** SOURCE INFORMATION follows **
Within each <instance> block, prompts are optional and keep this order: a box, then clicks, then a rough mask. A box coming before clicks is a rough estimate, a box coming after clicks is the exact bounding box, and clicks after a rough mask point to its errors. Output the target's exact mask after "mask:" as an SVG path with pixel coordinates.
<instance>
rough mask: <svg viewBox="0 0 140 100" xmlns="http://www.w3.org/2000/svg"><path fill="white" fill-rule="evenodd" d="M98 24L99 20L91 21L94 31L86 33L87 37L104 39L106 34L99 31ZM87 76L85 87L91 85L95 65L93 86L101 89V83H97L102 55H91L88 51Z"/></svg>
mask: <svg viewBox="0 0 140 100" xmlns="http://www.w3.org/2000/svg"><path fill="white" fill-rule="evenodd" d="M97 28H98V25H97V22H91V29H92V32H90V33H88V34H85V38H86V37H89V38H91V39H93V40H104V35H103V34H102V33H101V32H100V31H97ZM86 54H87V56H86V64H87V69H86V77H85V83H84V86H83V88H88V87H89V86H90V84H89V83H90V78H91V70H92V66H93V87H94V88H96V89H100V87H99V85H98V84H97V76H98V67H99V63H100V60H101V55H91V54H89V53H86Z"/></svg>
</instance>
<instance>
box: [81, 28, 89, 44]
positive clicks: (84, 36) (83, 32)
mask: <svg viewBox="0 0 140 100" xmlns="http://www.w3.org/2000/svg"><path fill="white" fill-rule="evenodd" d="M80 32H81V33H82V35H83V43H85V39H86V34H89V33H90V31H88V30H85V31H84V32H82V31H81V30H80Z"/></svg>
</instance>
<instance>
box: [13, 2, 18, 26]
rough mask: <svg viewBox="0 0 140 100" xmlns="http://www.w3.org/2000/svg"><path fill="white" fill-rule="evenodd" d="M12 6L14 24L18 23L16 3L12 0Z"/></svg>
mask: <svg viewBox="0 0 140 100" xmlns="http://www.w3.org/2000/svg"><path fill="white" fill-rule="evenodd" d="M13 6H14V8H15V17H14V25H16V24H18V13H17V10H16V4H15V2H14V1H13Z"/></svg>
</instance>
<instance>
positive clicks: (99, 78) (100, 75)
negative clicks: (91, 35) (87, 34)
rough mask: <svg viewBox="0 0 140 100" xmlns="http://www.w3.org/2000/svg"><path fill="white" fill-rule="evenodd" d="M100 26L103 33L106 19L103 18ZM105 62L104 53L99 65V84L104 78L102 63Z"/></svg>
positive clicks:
** End of SOURCE INFORMATION **
Pick out every line in the items above that contains the string "clicks" and copy each one. Letter case counts.

Within each <instance> block, prompts are optional and keep this order: a box, then clicks, then a rough mask. A box coming before clicks is a rough estimate, a box coming after clicks is the exact bounding box, and clicks after a rough mask point to its errors. Output the target's exact mask after "mask:" as an SVG path with pixel coordinates.
positive clicks: (84, 36) (83, 32)
positive clicks: (99, 78) (100, 75)
negative clicks: (91, 35) (87, 34)
positive clicks:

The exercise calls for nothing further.